▶ What the task requires: In the excerpt below about Redrum Horror and Abattoir Press, recast the paragraph beginning "Besides re-releasing Bleed in March" as a brief list that keeps its main facts.

▶ Excerpt:
····················
Not being able to find something akin to that in one of his favorite literary genres, Kurzt set out to create it.

"To my admittedly limited knowledge, there wasn't anything of the sort for horror fiction, at least not in affordable trade paperbacks," says Kurtz. "I envisioned Redrum Horror as just that, an ongoing, numbered library of the very best horror fiction I could get my hands on. And though I deeply appreciate small publishers that stick with one type of horror, I wanted to explore all aspects of horror, from the quiet, psychological stuff to balls-to-the-wall bloodbath fare. It's a fairly broad spectrum, and so far everything I hoped it to be."

With the first three titles from Redrum Horror coming from Bram Stoker award-winning author and San Antonio Police Department sergeant Joe McKinney, Bram Stoker nominee Jeremy C. Shipp and Guy N. Smith, the legendary author of more than 80 pulp fiction classics with 600,000 copies sold, the press is already making waves. However, Kurtz is not satisfied with just horror. 

"There still crops up material I'd love to publish, but which doesn't quite fit the Redrum Horror vision," says Kurtz. "I created Abattoir Press for this reason, to allow myself to put out anything and everything I want without compromising my initial vision. Abattoir is a supplement to the Redrum Horror library: all dark fiction, but with unique flavors that defy categorization in most cases.

Ronald Malfi's Via Dolorosa is a prime example of this dichotomy—it is without a doubt one of the very best genre novels I've read in years, and yet it's so subtle that it didn't quite fit the Redrum mold. All the same, it's a book that demands to be read. Malfi is one of the best in the field and Via Dolorosa is just plain brilliant."

Now that both presses are operational, Kurtz plans to keep working just as hard.

"There are three Redrum Horror volumes out now and three coming out over the course of the rest of the year," says Kurtz. "It's a wonderfully eclectic mix of fiction from new, young writers like Benjamin Kane Ethridge (Bottled Abyss) and lost classics by the masters of the genre like Gary Brandner (Hellborn).

"With Abattoir, I'm doing a lot more with e-publishing; I'm releasing a few original novellas and a series of supernatural, horror-themed detective novellas all as ebooks first, with omnibus trade paperback editions on the horizon. It's a fun, different way to publish fiction that, I think, really rewards the reader and collector both. It's tremendously exciting."

 "Enter Abattoir, where I can do whatever I want, and part of what I want to do is get some of these tremendously talented authors' work in front of readers' eyeballs."

Writing, editing, working the conference circuit and promoting take up most of his time, but Kurtz still finds what he does a rewarding experience.

"It's exhausting, to be truthful, but too much fun to even think about doing anything else," says Kurtz. "I get a lot more help from my wife Megan than I probably deserve, and a lot of what I'm doing operates as a group effort between me, the authors, the cover artist, et cetera."

Besides re-releasing Bleed in March, Kurtz recently released two more titles. In February came Rust & Blood, a collection of short stories in ebook form. Then, on the first of April, he released Catch My Killer!, the first of the Sam Truman Mysteries series from Abattoir Press.
····················
▶ Entries supplied:
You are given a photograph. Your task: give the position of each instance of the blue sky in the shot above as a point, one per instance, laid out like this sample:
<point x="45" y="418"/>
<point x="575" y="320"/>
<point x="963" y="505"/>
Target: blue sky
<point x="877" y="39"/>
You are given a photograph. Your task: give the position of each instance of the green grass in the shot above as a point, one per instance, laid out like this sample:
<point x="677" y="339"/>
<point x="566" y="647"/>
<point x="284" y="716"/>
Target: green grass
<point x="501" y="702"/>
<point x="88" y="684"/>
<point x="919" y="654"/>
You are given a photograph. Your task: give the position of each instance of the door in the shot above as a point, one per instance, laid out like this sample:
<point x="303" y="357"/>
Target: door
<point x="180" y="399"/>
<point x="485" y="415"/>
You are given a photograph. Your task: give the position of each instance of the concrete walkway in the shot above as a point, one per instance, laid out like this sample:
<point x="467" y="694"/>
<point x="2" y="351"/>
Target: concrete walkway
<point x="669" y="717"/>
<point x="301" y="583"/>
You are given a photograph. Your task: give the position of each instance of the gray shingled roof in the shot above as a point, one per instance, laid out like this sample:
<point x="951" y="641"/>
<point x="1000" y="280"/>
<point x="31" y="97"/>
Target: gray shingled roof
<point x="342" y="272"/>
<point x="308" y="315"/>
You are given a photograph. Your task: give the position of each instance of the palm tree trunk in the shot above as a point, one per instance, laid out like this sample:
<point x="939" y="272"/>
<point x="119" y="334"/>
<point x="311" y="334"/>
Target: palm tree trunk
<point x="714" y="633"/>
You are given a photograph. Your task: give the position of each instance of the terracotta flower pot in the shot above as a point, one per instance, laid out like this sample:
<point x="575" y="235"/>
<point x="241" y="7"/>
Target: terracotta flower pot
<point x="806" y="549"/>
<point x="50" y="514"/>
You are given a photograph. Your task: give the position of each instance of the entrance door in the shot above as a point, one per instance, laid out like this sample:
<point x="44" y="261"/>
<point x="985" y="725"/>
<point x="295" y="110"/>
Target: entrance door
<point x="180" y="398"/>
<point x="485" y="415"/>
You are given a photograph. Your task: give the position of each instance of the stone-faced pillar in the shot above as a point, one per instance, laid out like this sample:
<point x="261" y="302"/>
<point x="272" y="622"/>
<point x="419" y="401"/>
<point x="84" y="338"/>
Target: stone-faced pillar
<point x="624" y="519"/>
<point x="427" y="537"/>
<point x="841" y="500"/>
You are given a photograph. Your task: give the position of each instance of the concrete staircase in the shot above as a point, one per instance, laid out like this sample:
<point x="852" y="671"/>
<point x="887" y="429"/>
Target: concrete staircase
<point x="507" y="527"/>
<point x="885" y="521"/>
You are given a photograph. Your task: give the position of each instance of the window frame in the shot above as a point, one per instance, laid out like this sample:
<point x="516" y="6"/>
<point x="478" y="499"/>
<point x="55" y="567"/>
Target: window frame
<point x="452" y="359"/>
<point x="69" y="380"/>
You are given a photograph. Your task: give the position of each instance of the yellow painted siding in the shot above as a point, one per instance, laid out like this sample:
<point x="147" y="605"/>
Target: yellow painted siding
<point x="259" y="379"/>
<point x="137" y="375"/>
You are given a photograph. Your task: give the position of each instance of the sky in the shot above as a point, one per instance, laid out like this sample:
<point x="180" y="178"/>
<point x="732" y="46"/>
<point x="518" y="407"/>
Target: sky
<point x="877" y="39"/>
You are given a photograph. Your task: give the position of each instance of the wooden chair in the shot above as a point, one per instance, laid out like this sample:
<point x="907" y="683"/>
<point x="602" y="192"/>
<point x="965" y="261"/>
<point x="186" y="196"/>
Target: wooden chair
····················
▶ Answer to the task:
Kurtz's recent releases:
- March: a re-release of Bleed
- February: Rust & Blood, a collection of short stories in ebook form
- April 1: Catch My Killer!, the first of the Sam Truman Mysteries series from Abattoir Press